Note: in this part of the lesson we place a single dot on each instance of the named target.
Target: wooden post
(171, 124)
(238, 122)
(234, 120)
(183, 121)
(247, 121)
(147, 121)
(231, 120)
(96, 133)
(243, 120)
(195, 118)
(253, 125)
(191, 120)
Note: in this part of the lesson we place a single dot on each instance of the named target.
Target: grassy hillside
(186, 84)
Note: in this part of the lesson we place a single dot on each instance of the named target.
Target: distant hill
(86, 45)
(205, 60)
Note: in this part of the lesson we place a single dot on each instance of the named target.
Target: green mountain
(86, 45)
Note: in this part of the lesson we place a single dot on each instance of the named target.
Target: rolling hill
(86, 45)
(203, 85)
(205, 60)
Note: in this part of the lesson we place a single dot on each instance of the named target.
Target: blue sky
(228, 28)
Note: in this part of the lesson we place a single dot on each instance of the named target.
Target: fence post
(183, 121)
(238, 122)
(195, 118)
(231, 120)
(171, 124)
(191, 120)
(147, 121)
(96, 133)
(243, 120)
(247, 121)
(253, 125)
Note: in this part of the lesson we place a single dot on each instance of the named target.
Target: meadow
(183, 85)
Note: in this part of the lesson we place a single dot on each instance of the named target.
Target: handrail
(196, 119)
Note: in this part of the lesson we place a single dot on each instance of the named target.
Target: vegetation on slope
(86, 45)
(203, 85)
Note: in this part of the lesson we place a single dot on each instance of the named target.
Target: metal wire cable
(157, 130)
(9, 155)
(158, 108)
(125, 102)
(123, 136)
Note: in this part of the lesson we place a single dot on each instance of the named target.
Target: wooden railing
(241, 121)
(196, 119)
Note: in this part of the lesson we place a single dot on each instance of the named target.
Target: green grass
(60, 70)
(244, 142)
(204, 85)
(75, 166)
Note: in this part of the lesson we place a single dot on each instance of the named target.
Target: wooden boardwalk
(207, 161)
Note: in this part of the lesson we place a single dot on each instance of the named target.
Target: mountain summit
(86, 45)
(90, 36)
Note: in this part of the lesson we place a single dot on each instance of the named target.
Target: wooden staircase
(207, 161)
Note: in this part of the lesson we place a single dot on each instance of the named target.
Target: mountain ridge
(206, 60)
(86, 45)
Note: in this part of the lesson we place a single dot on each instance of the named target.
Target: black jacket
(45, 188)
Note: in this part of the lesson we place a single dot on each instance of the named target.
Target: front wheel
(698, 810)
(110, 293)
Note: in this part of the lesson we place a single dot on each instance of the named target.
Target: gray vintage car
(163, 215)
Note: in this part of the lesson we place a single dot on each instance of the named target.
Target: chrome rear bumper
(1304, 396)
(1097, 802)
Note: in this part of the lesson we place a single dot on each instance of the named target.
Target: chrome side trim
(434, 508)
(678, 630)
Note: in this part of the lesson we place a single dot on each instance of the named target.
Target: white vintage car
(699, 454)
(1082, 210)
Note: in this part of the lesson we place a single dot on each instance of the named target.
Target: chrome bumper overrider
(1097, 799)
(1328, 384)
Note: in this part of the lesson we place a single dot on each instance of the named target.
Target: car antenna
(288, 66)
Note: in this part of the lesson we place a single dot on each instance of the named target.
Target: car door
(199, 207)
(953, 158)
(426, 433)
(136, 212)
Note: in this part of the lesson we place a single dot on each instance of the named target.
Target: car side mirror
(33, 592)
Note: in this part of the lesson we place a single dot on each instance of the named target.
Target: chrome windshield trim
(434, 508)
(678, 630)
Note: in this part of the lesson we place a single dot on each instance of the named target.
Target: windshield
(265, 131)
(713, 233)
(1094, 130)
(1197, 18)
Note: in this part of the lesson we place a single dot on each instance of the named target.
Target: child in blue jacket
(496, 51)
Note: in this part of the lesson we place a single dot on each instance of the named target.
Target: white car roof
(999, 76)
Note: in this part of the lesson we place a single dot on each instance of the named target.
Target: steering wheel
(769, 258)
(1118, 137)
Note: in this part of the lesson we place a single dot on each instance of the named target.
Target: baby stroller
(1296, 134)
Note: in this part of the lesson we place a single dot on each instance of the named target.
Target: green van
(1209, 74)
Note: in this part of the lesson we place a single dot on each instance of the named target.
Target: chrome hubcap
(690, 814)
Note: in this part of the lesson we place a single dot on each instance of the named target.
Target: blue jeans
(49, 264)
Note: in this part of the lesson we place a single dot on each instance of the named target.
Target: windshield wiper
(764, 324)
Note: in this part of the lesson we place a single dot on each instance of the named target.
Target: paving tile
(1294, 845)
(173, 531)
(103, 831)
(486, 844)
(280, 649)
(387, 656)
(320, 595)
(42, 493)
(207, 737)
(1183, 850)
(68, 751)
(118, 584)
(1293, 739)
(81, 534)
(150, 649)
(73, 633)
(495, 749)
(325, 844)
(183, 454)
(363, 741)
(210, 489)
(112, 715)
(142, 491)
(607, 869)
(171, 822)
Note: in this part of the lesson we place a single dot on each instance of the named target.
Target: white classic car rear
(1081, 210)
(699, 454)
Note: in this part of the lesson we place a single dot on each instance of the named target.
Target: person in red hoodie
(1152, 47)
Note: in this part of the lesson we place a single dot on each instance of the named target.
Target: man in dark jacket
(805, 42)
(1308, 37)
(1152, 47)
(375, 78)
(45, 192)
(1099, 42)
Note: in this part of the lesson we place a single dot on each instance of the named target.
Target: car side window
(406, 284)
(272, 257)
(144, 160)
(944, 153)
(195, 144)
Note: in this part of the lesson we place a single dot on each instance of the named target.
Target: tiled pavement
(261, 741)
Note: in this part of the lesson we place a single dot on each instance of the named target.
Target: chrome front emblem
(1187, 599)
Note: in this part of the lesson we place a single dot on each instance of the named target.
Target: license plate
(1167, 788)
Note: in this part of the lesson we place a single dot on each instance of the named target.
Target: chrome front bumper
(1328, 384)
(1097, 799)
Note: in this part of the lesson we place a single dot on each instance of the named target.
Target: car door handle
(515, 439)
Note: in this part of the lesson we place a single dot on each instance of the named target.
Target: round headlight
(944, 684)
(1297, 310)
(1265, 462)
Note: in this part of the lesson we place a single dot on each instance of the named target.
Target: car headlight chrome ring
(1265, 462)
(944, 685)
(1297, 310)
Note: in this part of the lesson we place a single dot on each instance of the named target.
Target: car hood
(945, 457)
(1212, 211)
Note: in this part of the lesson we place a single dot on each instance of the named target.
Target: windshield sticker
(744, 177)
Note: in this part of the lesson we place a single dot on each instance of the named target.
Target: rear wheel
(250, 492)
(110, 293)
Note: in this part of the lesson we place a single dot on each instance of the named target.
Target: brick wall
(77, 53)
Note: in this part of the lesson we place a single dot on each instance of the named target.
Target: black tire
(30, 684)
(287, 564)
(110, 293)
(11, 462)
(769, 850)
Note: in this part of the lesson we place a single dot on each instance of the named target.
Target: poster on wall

* * * * *

**Instructions for the task**
Retype all of the material, exactly as written.

**Response**
Note: in this part of the lesson we place a single dot on each instance of the named target.
Target: wooden post
(171, 124)
(238, 122)
(234, 120)
(183, 121)
(247, 121)
(147, 121)
(231, 120)
(96, 133)
(243, 120)
(195, 118)
(253, 125)
(191, 120)
Note: in this part of the lesson we place a single dot on each instance of the named target.
Target: grassy hillside
(186, 84)
Note: in this part of the lesson we place a single dot on each instance of the named target.
Target: distant hill
(86, 45)
(205, 60)
Note: in this part of the lesson we place a single dot on each instance of the named target.
Target: green mountain
(86, 45)
Note: in this part of the lesson we place a single dot on each instance of the named target.
Target: rolling hill
(86, 45)
(203, 85)
(205, 60)
Note: in this part of the lesson we place a single dot on each instance of the named target.
Target: blue sky
(228, 28)
Note: in this part of the lesson we place a single dot on each instance of the named target.
Target: fence post
(183, 121)
(238, 122)
(195, 118)
(231, 120)
(171, 124)
(191, 120)
(147, 121)
(96, 133)
(243, 120)
(247, 121)
(253, 125)
Note: in this part of the lesson we place a single dot on each instance of the named target.
Target: meadow
(183, 85)
Note: in this part of the lesson we place a single dot on each instance of the named target.
Target: handrail
(196, 119)
Note: in this part of the lesson we place a single dot on each instance of the named target.
Target: vegetation on slope
(86, 45)
(203, 85)
Note: in this part of the lesson we place a single dot on each instance of the named target.
Target: metal wire cable
(157, 130)
(9, 155)
(158, 108)
(125, 102)
(123, 136)
Note: in this part of the lesson we place a single dot on each instance of the named target.
Target: wooden railing
(241, 121)
(196, 119)
Note: in this part of the lesson we place a single dot on each instance of the named target.
Target: green grass
(60, 70)
(244, 142)
(204, 85)
(75, 166)
Note: in this part of the lesson we place a single dot on each instance of the named target.
Target: wooden boardwalk
(207, 161)
Note: in this part of the lesson we place a single dot on each instance of the named target.
Target: mountain summit
(86, 45)
(90, 36)
Note: in this part of the lesson we place a single dot on each instance of the named target.
Target: wooden staircase
(207, 161)
Note: in this part of the lesson we place a single dot on each instance of the named target.
Target: mountain ridge
(206, 60)
(86, 45)
Note: in this part of the lesson we place a single dot on each instance of the named target.
Target: black jacket
(45, 188)
Note: in this part of the lesson we place a single dot on each instance of the named target.
Target: front wheel
(698, 810)
(110, 293)
Note: in this part of the lesson we place a single dot on each instance of the named target.
Target: gray vintage car
(163, 215)
Note: in this part of the lesson we place a single dot on each instance of the named target.
Target: chrome rear bumper
(1304, 396)
(1097, 802)
Note: in this part of the lesson we place a single dot on each instance of the named target.
Target: chrome side trim
(434, 508)
(678, 630)
Note: in this part of the lesson we place a single dot on each instance of the named target.
Target: white vintage car
(699, 454)
(1082, 210)
Note: in this part of the lesson we place a single dot on each instance of the named target.
Target: chrome bumper overrider
(1097, 799)
(1328, 384)
Note: in this part of the lesson we place a single dot on each instance of the named target.
Target: car antenna
(288, 66)
Note: in this part of the lesson we place a single dot on each instance of the named target.
Target: car door
(199, 207)
(953, 158)
(426, 433)
(136, 212)
Note: in this part of the lesson we place a single dot on each instance of the named target.
Target: car side mirror
(33, 592)
Note: in this part of the lesson we place a single dot on each instance of the named target.
Target: chrome windshield trim
(434, 508)
(678, 630)
Note: in this part of the lesson we place a single dot on each instance of the named target.
Target: windshield
(265, 131)
(713, 233)
(1094, 130)
(1197, 18)
Note: in this part of the lesson we place a single dot on each instance of the named target.
Target: child in blue jacket
(496, 51)
Note: in this part of the lesson we place a single dot on each instance of the named target.
Target: white car roof
(999, 76)
Note: in this part of the lesson we place a single dot on each instance of the named target.
Target: steering wheel
(769, 258)
(1118, 137)
Note: in this part of the lesson we place a single dot on each instance of the named target.
Target: baby stroller
(1296, 134)
Note: in this part of the lesson we place a single dot on each instance of the named target.
Target: green van
(1209, 74)
Note: in this part of the lesson we place a single dot on each instance of the named target.
Target: chrome hubcap
(690, 814)
Note: in this part of the lesson we place a single dot on each instance of the named target.
Target: blue jeans
(49, 264)
Note: in this part of the lesson we place a single dot on each instance of the named target.
Target: windshield wiper
(764, 324)
Note: in this part of the lesson we place a single dot on each instance of the named target.
Target: paving tile
(1294, 845)
(173, 531)
(103, 831)
(486, 844)
(280, 649)
(387, 656)
(320, 595)
(42, 493)
(207, 737)
(1183, 850)
(68, 751)
(118, 584)
(1293, 739)
(81, 534)
(150, 649)
(73, 633)
(495, 749)
(325, 844)
(183, 454)
(363, 741)
(210, 489)
(112, 715)
(142, 491)
(607, 869)
(171, 822)
Note: in this part of the lesson we place a single dot on each instance of the named target.
Target: white classic car rear
(1081, 210)
(699, 454)
Note: in this part of the lesson we place a single dot on each instance of the named target.
Target: person in red hoodie
(1152, 47)
Note: in this part of the lesson we place a single dot on each instance of the named target.
Target: man in dark jacket
(805, 42)
(1308, 37)
(1152, 47)
(375, 78)
(45, 192)
(1099, 42)
Note: in this part of the lesson we place a single dot on each instance of the named target.
Target: car side window
(406, 284)
(272, 257)
(144, 160)
(944, 153)
(195, 144)
Note: in this part of the lesson we place a single dot on each instance of the named target.
Target: tiled pavement
(261, 741)
Note: in this part of the lesson we place a single dot on each instance of the named target.
Target: chrome front emblem
(1187, 599)
Note: in this part of the lesson we place a single dot on each instance of the named target.
Target: license plate
(1167, 788)
Note: in this part of the lesson we place a single dot on each instance of the named target.
Target: chrome front bumper
(1328, 384)
(1097, 799)
Note: in this part of the lesson we place a single dot on each instance of the named target.
Target: car door handle
(515, 439)
Note: in this part of the lesson we place a single dot on each instance of the named target.
Target: round headlight
(944, 684)
(1297, 310)
(1265, 462)
Note: in this part of the lesson we place a single dot on each instance of the named target.
Target: car headlight chrome ring
(1265, 462)
(944, 685)
(1297, 310)
Note: in this part of the lesson we place a single dot on each instance of the named target.
Target: car hood
(945, 457)
(1212, 211)
Note: in this part of the lesson we place a single dot on each instance of the named target.
Target: windshield sticker
(744, 177)
Note: in this part of the lesson we place a single dot on each instance of the named target.
Target: rear wheel
(250, 492)
(110, 293)
Note: in this part of the lesson we place a single dot on each instance of the named target.
Target: brick wall
(77, 53)
Note: in this part of the lesson we place a single dot on each instance of the named target.
Target: black tire
(30, 684)
(287, 564)
(110, 293)
(11, 462)
(769, 850)
Note: in this part of the lesson we place a single dot on each instance of the named target.
Target: poster on wall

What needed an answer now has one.